### Texto para análise

Por que o governo pode precisar de novo congelamento nas contas e como o cenário fiscal afeta o dólar
Por que o governo pode precisar de novo congelamento nas contas e como o cenário fiscal afeta o dólar
Especialistas ouvidos pelo g1 acreditam que o contingenciamento de R$ 15 bilhões formalizado na segunda-feira (22) não será suficiente para encerrar o ano dentro do limite da meta das contas públicas.
Por André Catto, g1
As contas do
governo deverão registrar um rombo de R$ 28,8 bilhões em 2024, segundo projeção
divulgada na segunda-feira (22). O valor é o limite da meta das contas
públicas, prevista no arcabouço fiscal — a regra de gastos aprovada em 2023.

######
### Dados fornecidos

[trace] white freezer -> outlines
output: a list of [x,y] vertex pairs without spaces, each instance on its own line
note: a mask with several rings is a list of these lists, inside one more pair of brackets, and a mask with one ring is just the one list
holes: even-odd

######

Enunciado do exercício: Reproduza, sem alterações, tudo o que vai de "Por André Catto, g1" até "aprovada em 2023." na matéria sobre as contas públicas.

Problema resolvido:
Por André Catto, g1
As contas do
governo deverão registrar um rombo de R$ 28,8 bilhões em 2024, segundo projeção
divulgada na segunda-feira (22). O valor é o limite da meta das contas
públicas, prevista no arcabouço fiscal — a regra de gastos aprovada em 2023.